• _To be done_:
(A) From the donkey mane thread, copy verbatim the text between "one of these" and "(Sep 6, 2011)", inclusive.
(B) In the donkey mane thread, where did one of the two long-maned donkeys come from?

• _Passage given_:

%%

# donkey mane question



## gwithrow (Feb 5, 2005)

I just went out to talk to the donkeys, I admit I have not spent too much time with them lately, but anyway, I immediately noticed that their manes are cropped very close...like they were trimmed right up...two of them have naturally long manes and those are now about an inch long?????

what is going on here? this is the first time I have seen this...and I am concerned...the farrier is coming tomorrow...their feet are not great either...we have had a ton of rain this year and I know donkeys do best in a drier climate...

any thoughts on their manes?


----------



## mariaricarto (Jul 1, 2010)

It's normal for donkeys to have manes that are about two inches long. They are interesting because the clumps grow to opposite sides next to each other. I need a photo to show that better.


----------



## gwithrow (Feb 5, 2005)

but these two donkey have always, like for years, had long manes....one of my other donkeys does have a short mane, but this is not normal for these two.....


----------



## mariaricarto (Jul 1, 2010)

Part mule?

Do you have a photo?


----------



## gwithrow (Feb 5, 2005)

one of these came from BLM auction...the other one is her baby...I don't think she is part mule, but one never knows I suppose...I know her baby's father was all donkey...and I don't think I have a picture but perhaps I can take one later....

I just wonder what happened to the manes?...lice?...or chewing them off? or rubbing them off?...if it is lice, what should I put on them...??this has never happened before...they are otherwise slick and not mangy looking...


----------



## goodhors (Sep 6, 2011)

%%

• _Recorded information_:
%%

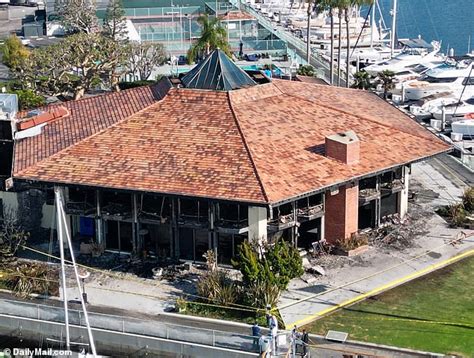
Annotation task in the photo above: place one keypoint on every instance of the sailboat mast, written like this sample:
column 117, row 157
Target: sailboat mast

%%

• _The results_:
(A)
one of these came from BLM auction...the other one is her baby...I don't think she is part mule, but one never knows I suppose...I know her baby's father was all donkey...and I don't think I have a picture but perhaps I can take one later....

I just wonder what happened to the manes?...lice?...or chewing them off? or rubbing them off?...if it is lice, what should I put on them...??this has never happened before...they are otherwise slick and not mangy looking...


----------



## goodhors (Sep 6, 2011)

(B) A BLM auction.